▶ **What the task requires**: Can you format the data below as a Markdown table with the columns Row and Text, numbering each line in Row, putting the line itself in Text, and skipping any blank lines?

▶ **Data**:
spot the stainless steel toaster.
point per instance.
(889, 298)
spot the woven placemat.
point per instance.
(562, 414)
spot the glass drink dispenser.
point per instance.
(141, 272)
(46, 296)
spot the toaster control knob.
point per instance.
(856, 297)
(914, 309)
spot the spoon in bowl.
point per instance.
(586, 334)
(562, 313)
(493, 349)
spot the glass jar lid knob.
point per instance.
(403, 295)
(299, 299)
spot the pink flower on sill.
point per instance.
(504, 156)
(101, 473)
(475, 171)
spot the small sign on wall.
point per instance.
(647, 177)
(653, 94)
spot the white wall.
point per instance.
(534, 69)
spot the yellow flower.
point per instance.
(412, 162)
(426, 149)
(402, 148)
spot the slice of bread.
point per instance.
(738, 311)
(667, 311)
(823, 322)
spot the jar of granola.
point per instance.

▶ **Worked solution**:
| Row | Text |
|---|---|
| 1 | spot the stainless steel toaster. |
| 2 | point per instance. |
| 3 | (889, 298) |
| 4 | spot the woven placemat. |
| 5 | point per instance. |
| 6 | (562, 414) |
| 7 | spot the glass drink dispenser. |
| 8 | point per instance. |
| 9 | (141, 272) |
| 10 | (46, 296) |
| 11 | spot the toaster control knob. |
| 12 | point per instance. |
| 13 | (856, 297) |
| 14 | (914, 309) |
| 15 | spot the spoon in bowl. |
| 16 | point per instance. |
| 17 | (586, 334) |
| 18 | (562, 313) |
| 19 | (493, 349) |
| 20 | spot the glass jar lid knob. |
| 21 | point per instance. |
| 22 | (403, 295) |
| 23 | (299, 299) |
| 24 | spot the pink flower on sill. |
| 25 | point per instance. |
| 26 | (504, 156) |
| 27 | (101, 473) |
| 28 | (475, 171) |
| 29 | spot the small sign on wall. |
| 30 | point per instance. |
| 31 | (647, 177) |
| 32 | (653, 94) |
| 33 | spot the white wall. |
| 34 | point per instance. |
| 35 | (534, 69) |
| 36 | spot the yellow flower. |
| 37 | point per instance. |
| 38 | (412, 162) |
| 39 | (426, 149) |
| 40 | (402, 148) |
| 41 | spot the slice of bread. |
| 42 | point per instance. |
| 43 | (738, 311) |
| 44 | (667, 311) |
| 45 | (823, 322) |
| 46 | spot the jar of granola. |
| 47 | point per instance. |